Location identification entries

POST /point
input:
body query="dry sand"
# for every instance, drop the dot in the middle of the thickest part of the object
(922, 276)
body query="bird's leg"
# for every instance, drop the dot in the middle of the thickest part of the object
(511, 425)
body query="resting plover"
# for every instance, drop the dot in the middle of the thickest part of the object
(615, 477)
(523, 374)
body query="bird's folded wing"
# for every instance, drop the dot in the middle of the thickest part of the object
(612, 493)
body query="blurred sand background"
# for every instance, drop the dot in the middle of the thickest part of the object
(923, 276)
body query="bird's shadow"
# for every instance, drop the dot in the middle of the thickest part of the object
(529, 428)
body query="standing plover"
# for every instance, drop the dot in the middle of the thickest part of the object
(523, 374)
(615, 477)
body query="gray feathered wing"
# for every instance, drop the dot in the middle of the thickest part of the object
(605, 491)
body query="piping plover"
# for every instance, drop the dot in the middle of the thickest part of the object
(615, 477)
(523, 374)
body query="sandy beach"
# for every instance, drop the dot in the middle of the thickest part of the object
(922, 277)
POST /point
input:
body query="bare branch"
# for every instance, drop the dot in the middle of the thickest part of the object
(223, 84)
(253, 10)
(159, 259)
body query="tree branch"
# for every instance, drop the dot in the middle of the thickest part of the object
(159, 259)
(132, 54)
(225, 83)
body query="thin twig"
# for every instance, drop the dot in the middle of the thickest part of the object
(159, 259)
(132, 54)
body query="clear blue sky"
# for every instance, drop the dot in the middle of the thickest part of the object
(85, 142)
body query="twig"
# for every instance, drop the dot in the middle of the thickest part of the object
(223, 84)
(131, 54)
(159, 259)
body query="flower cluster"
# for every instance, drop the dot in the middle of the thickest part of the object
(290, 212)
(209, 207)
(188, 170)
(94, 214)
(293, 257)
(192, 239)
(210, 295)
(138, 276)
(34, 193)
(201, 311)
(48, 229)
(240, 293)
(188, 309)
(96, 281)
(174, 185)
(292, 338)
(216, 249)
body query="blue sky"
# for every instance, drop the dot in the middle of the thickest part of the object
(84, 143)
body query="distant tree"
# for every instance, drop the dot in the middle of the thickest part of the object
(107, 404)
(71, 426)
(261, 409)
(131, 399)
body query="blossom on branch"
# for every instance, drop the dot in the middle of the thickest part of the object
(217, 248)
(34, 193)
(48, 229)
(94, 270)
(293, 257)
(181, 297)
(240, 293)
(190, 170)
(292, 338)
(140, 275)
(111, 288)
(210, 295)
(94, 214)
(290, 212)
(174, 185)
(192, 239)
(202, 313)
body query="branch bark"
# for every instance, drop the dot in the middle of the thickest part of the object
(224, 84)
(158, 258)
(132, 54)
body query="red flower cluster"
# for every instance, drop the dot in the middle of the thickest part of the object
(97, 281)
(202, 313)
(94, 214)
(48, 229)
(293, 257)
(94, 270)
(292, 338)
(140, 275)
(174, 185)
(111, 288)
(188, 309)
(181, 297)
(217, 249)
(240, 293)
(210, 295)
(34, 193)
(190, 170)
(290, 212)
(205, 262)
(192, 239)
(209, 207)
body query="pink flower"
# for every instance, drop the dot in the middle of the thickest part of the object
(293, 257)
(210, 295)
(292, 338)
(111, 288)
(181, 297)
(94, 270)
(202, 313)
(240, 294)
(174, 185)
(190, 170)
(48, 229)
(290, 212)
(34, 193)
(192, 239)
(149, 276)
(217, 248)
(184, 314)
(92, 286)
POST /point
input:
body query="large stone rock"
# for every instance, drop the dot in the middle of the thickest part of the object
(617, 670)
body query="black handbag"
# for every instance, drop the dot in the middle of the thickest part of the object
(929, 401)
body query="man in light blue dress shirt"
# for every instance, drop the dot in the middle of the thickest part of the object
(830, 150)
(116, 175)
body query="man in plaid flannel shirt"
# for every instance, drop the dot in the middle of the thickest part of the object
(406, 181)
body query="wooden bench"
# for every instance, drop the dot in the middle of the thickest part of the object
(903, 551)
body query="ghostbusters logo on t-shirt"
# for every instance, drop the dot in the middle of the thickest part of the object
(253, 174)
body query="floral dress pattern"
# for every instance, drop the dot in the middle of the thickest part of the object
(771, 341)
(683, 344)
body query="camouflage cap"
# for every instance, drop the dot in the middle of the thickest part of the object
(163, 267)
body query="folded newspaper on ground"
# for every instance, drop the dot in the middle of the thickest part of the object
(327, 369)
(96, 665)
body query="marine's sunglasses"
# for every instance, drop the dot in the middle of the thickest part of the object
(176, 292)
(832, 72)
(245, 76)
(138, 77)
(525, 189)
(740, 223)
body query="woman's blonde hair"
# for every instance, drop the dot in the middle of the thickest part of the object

**PROBLEM:**
Pick out each line in the items above that contains the string "dress" and copy it in full.

**CORRECT RESPONSE:**
body query="man in light blue dress shirt"
body query="floral dress pattern"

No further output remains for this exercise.